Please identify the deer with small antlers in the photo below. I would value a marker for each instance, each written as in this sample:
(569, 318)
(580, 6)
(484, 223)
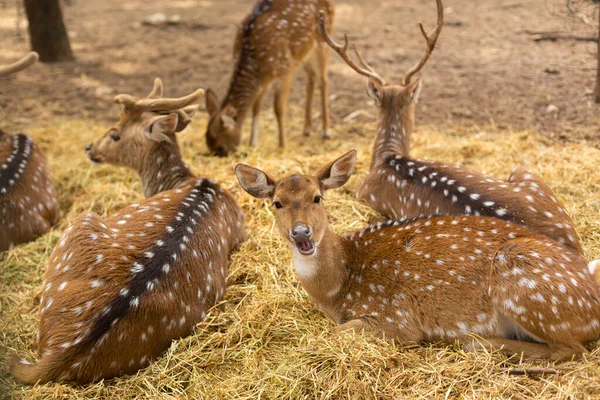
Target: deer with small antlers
(118, 291)
(276, 38)
(28, 202)
(441, 278)
(399, 186)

# # # # #

Task to complete
Change every "antlers" to "horns" in the listing above, keeping everything else the same, and leave the pictures out.

Result below
Please identify the deer with small horns in the photo below. I would value a marker for each instance, each written as in this sample:
(569, 318)
(580, 6)
(484, 223)
Target: deer with small horns
(118, 291)
(276, 38)
(28, 202)
(441, 278)
(399, 186)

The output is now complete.